Beschermd monument

Provinciaal Handels- en Taalinstituut

Beschermd monument van tot ( voorlopige bescherming)

De rechtsgeldigheid van dit aanduidingsobject is niet meer actueel.
ID
113475
URI
https://id.erfgoed.net/aanduidingsobjecten/113475

Besluiten

Provinciaal Handels- en Taalinstituut
voorlopige beschermingsbesluiten: 01-02-2019  ID: 14764

Beschrijving

Deze bescherming betreft het Provinciaal Handels- en Taalinstituut, met inbegrip van cultuurgoederen.



Waarden

Het Provinciaal Handels- en Taalinstituut, met inbegrip van cultuurgoederen, is beschermd als monument omwille van het algemeen belang gevormd door de:

historische waarde

Het Provinciaal Handels- en Taalinstituut getuigt van de toenemende onderwijsactiviteit die de provinciale overheden in Vlaanderen ontwikkelden na de Tweede Wereldoorlog en vooral na de Schoolpactwet van 29 mei 1959. In Oost-Vlaanderen trachtte het provinciebestuur op die manier om de economische stagnatie van de provincie in vergelijking met de andere Belgische provincies te counteren. De aanpassingen van de plannen in de jaren zestig en zeventig getuigen van het onverwacht grote succes van dit onderwijs. De aanwezigheid van andere provinciale hogescholen in de onmiddellijke omgeving zoals de verpleegstersschool aan de Nonnemeersstraat (de allereerste provinciale school in Oost-Vlaanderen) en de kappersschool aan de Godshuizenlaan draagt bij tot de contextwaarde.

technische waarde

De gordijngevel die bij de opeenvolgende bouwfasen van het Provinciaal Handels- en Taalinstituut gebruikt werd, illustreert het gebruik van zowel traditionele als innovatieve technieken en materialen. Het kader werd vervaardigd uit met roestvrij staal bekleed aluminium, de sandwichpanelen bestaan uit kurk maar kregen aan de buitenzijde een afwerking met geëmailleerd staal, een eerder traditioneel maar ook kwalitatief materiaal met een hoge resistentie waardoor de gevel tot op heden herkenbaar bewaard bleef. Zowel de sandwichpanelen als het glas werden in het kader geplaatst met raamkozijnen van neoprene (een synthetisch rubber). Deze toepassing was op dat moment al lang gekend in de auto-industrie maar nog vrij innovatief in de bouw. Dit principe werd voor het eerst toegepast in de door Eero Saarinen ontworpen bedrijfsgebouwen van General Motors (1949-1955) in Warren, Michigan (VS). Om deze gordijngevel te realiseren, werden heel wat detailtekeningen gemaakt, zelfs één op één, door de architecten, de aannemers en de uitvoerende firma’s. Deze technische vernieuwingen in de naoorlogse gevelarchitectuur werden immers ontwikkeld door grote, toonaangevende firma’s zoals Chamebel (1933) en La Brugeoise & Nivelles (1956) die beide betrokken waren bij de uitvoering van de gordijngevel, al van bij de opmaak van het wedstrijdontwerp in 1960.

Annotatiegegevens over objectlocaties:

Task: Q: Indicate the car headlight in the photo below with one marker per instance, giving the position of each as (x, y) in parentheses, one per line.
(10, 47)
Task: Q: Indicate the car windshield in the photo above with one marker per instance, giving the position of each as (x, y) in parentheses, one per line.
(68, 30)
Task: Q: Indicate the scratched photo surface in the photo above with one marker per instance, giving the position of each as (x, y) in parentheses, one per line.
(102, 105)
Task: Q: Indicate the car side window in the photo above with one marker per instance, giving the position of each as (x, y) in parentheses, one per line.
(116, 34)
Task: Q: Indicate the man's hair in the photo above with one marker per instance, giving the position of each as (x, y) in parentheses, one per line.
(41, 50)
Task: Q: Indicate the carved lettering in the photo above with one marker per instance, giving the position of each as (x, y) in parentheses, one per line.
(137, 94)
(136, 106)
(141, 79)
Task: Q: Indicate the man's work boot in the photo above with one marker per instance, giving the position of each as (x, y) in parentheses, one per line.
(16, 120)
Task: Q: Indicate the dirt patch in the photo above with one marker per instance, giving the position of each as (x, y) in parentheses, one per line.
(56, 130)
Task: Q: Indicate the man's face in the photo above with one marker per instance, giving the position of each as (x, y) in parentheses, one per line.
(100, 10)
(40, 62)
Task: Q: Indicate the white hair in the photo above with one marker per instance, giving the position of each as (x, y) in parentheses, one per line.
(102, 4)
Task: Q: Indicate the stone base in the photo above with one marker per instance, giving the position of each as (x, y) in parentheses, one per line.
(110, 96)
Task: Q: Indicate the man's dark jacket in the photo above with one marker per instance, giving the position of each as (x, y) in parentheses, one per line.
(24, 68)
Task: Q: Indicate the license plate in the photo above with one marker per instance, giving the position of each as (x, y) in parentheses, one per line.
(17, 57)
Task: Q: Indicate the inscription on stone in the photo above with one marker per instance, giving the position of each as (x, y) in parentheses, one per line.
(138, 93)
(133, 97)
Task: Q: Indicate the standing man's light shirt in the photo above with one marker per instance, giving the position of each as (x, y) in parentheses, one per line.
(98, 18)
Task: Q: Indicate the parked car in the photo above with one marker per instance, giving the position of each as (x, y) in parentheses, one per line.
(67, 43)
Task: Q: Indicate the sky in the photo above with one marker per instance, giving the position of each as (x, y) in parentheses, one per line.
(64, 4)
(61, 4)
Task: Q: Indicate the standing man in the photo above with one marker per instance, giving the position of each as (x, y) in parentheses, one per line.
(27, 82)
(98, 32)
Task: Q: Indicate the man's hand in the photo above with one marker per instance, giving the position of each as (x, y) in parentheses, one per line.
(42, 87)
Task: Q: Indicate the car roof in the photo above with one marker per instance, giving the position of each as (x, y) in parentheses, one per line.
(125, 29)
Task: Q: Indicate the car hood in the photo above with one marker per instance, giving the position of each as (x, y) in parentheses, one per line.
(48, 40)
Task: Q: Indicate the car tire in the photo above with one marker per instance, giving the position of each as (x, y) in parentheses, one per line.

> _OPDRACHT 1_:
Van welk materiaal zijn volgens de aangeleverde tekst de raamkozijnen gemaakt waarin de sandwichpanelen en het glas van de gordijngevel werden geplaatst?
> _OPDRACHT 2_:
Noem alle materialen die de aangeleverde tekst vermeldt voor de gordijngevel van het Provinciaal Handels- en Taalinstituut.
Deze gegevens houden geen verband met de aangeleverde tekst.

> _UITWERKING 1_:
Van neoprene, een synthetisch rubber.

> _UITWERKING 2_:
- aluminium
- roestvrij staal
- kurk
- geëmailleerd staal
- glas
- neoprene